* [TEXT]:
Cryptography is a word of Greek origin which translates as the study of secret writings . It can be described as the study and the practice of securing communications against adversaries. In Venice between 15.-19. centuries, the ambassadors utilized cryptography to secure their communications with contacts from other cities such as London, Paris and Istanbul. In this project, the aim will be to understand the cryptography methods used by these Venetian ambassadors. Furthermore, we will attempt to decipher documentations of such communications which still remain encrypted. In the decryption process, the conventional methods will be implemented initially. Afterwards, we will work on devising novel approaches well-suited towards deciphering said Venetian encrypted documents. Overall, the output of the project will be a special bot tailored for our deliverables: decryption, encryption and recognition of such documents.
In this section, we will describe several stages essential to the project.
Our input data will be the scans of certain encrypted documents from the State Archive of Venice. First of all, these graphical representations (the scanned images) needs to be converted into a textual format for our cryptanalysis. There are two possible approaches for that: manual and automated transcription.
In manual transcription, manual examination of the document scans is required. The examiners reconstruct the documents in textual format in accordance with their personal judgments. In automated transcription, image processing techniques are employed for text recognition in scanned images. The automation of the transcription step would result in faster access to a larger collection of data in textual format.

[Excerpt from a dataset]
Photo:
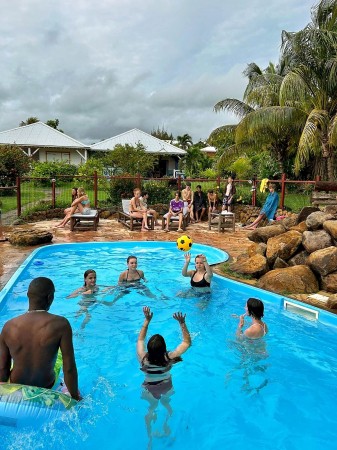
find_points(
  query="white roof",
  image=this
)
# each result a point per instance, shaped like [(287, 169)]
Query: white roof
[(38, 135), (209, 149), (133, 137)]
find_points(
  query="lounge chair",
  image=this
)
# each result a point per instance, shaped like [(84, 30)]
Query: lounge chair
[(132, 222), (175, 219)]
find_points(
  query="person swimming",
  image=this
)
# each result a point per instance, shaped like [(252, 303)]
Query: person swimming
[(88, 291), (201, 277), (156, 363), (131, 274), (258, 329)]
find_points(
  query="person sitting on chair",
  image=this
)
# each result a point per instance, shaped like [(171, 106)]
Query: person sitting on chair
[(199, 204), (229, 195), (176, 210), (269, 208)]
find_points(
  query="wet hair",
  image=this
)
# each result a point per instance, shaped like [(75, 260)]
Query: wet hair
[(198, 256), (88, 272), (255, 308), (74, 196), (40, 291), (81, 191), (157, 353)]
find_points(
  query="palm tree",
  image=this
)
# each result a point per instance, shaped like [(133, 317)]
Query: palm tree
[(264, 125), (310, 86), (184, 141)]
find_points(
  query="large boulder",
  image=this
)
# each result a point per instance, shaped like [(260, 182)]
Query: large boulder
[(316, 240), (263, 234), (280, 263), (296, 279), (323, 261), (316, 220), (283, 246), (331, 209), (299, 258), (331, 227), (255, 248), (305, 212), (329, 282), (290, 221), (300, 227), (254, 266), (30, 237)]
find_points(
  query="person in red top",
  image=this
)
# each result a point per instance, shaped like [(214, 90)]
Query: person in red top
[(176, 209)]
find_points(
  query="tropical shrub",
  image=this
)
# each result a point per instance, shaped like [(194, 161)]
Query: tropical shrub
[(61, 171), (86, 173), (120, 188), (159, 192)]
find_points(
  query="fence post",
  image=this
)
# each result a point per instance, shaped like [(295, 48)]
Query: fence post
[(53, 194), (283, 189), (138, 181), (18, 196), (179, 183), (254, 184), (95, 188)]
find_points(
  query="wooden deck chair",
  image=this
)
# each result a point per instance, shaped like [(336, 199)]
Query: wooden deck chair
[(132, 222), (175, 220)]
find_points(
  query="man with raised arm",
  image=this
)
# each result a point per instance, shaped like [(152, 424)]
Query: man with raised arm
[(30, 343)]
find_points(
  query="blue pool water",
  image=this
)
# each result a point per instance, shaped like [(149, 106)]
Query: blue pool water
[(276, 394)]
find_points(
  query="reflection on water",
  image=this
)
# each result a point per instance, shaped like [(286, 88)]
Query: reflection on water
[(251, 363)]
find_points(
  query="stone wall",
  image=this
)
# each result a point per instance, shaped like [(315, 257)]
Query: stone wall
[(295, 255)]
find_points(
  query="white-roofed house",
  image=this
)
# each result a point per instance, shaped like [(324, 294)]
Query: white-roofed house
[(169, 154), (44, 143)]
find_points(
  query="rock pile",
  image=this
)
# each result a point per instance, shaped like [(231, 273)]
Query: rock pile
[(296, 255)]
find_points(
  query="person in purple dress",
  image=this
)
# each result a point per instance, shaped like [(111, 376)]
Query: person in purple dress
[(176, 209)]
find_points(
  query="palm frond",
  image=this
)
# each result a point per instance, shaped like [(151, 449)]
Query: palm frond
[(332, 136), (310, 141), (226, 131), (233, 105), (294, 91)]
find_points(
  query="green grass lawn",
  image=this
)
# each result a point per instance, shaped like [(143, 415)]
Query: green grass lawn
[(31, 194)]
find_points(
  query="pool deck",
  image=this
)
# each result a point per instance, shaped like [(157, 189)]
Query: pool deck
[(109, 230)]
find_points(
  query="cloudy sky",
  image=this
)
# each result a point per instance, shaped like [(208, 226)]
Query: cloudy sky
[(105, 67)]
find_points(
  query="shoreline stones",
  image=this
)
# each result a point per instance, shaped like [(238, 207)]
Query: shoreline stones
[(300, 253)]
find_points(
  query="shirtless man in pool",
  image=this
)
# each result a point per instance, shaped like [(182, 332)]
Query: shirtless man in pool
[(32, 341)]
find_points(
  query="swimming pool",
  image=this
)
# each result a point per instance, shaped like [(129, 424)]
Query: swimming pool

* [TASK DESCRIPTION]:
Answer these questions about the Venetian cryptography text above:
(a) Which cities are named as contacts of the Venetian ambassadors?
(b) Where do the scanned encrypted documents used as input come from?
(c) What would automating the transcription step result in?

* [CORRECT RESPONSE]:
(a) London, Paris and Istanbul.
(b) The State Archive of Venice.
(c) Faster access to a larger collection of data in textual format.